>> Begin

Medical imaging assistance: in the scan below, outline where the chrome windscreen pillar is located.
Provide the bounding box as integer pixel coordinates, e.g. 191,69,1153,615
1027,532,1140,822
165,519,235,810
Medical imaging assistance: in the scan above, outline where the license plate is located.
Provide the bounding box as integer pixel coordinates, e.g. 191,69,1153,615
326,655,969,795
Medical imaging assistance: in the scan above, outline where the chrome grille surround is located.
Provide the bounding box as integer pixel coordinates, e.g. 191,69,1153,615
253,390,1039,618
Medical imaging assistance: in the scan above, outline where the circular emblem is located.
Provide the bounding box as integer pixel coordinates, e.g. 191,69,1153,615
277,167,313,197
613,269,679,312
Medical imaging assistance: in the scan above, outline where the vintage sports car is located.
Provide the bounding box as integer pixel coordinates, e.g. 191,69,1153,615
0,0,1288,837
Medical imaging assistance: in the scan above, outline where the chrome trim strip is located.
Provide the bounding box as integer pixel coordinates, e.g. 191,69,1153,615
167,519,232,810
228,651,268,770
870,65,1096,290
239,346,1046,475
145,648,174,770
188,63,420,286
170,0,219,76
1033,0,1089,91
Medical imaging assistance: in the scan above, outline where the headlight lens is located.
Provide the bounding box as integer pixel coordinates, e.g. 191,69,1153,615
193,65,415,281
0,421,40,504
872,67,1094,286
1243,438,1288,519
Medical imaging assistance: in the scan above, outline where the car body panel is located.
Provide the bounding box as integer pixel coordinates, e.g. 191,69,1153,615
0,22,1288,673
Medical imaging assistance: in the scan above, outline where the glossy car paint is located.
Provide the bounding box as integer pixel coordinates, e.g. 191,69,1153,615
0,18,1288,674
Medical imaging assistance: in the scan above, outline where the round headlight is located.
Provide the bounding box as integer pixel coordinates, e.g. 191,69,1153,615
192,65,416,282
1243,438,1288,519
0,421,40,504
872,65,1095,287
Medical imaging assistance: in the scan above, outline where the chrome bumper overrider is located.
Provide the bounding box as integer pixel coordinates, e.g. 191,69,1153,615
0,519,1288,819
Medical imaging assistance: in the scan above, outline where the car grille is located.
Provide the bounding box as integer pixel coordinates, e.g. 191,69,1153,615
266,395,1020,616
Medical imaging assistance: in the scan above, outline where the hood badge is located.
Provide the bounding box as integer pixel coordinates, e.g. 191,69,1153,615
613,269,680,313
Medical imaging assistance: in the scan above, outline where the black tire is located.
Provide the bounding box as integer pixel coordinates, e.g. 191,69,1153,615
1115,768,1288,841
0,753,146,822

>> End

• [EXERCISE DIRECTIONS]:
Reproduce every one of the records above word for word, in their original order.

• [COMPLETED EXERCISE]:
Medical imaging assistance: in the scan below, outline where the chrome windscreen pillar is located.
Provide the bounding box as integer pixel coordinates, e.g. 191,69,1153,615
1027,532,1140,822
165,519,235,810
Medical imaging assistance: in the scan above, outline where the license plate is located.
Provide the bounding box as integer pixel coordinates, e.g. 191,69,1153,615
326,655,969,795
Medical imaging assistance: in the scan above, outline where the chrome grille surround is located.
Provide the bounding box as integer pixel coordinates, e.g. 191,69,1153,615
253,390,1039,618
Medical imaging assistance: in the scan above, outline where the circular emblem is located.
Provide the bounding box as integer pixel coordinates, e.g. 191,69,1153,615
277,167,313,197
613,269,679,312
Medical imaging assistance: in the scan above, outline where the vintage sports car is located.
Provide the bounding box as integer pixel coordinates, e.g. 191,69,1153,615
0,0,1288,837
Medical imaging assistance: in the scan above, outline where the chrome trim strip is located.
Provide the bounding box as integer pixel coordinates, e.g. 191,69,1153,615
167,519,232,810
228,651,268,770
870,65,1096,290
239,346,1046,475
145,648,174,770
188,63,420,286
170,0,219,76
1033,0,1089,91
Medical imaging assistance: in the scan above, outline where the headlight lens is located.
Provide the bounding box as integer pixel coordinates, e.g. 191,69,1153,615
193,65,415,281
0,421,40,504
872,67,1094,286
1243,438,1288,519
Medical imaging assistance: in the scan above, outline where the car body panel is located.
Provide the bounding box as integer pixel coordinates, e.g. 191,69,1153,615
0,22,1288,673
Medical imaging assistance: in the scan above, outline where the glossy car paint is located.
Provide the bounding box as integer pixel coordinates, e.g. 191,69,1153,615
0,18,1288,674
Medical imaging assistance: in the scan above, outline where the round headlight is located.
Provide the bounding box as integer pixel coordinates, e.g. 191,69,1153,615
192,65,416,282
1243,438,1288,519
0,421,40,504
872,65,1095,287
Medical imaging assistance: in the scan above, outline where the chrome bumper overrider is located.
Provide the bounding box as integer pixel coordinates, e.g. 191,69,1153,615
0,519,1288,819
Medical imaging assistance: in the scan above, outline where the car grille is located.
Provide the bounding box as integer pixel coordinates, e.g. 191,69,1153,615
266,395,1020,616
Medical imaging assistance: in the scan above, outline where the hood badge is located.
Provide the bounding box as integer pixel coordinates, e.g. 191,69,1153,615
613,269,680,313
Medical imaging assistance: in the scan above, outline where the black tire is located.
Provide the bounding box as integer pixel coordinates, e.g. 191,69,1153,615
1115,768,1288,841
0,753,146,822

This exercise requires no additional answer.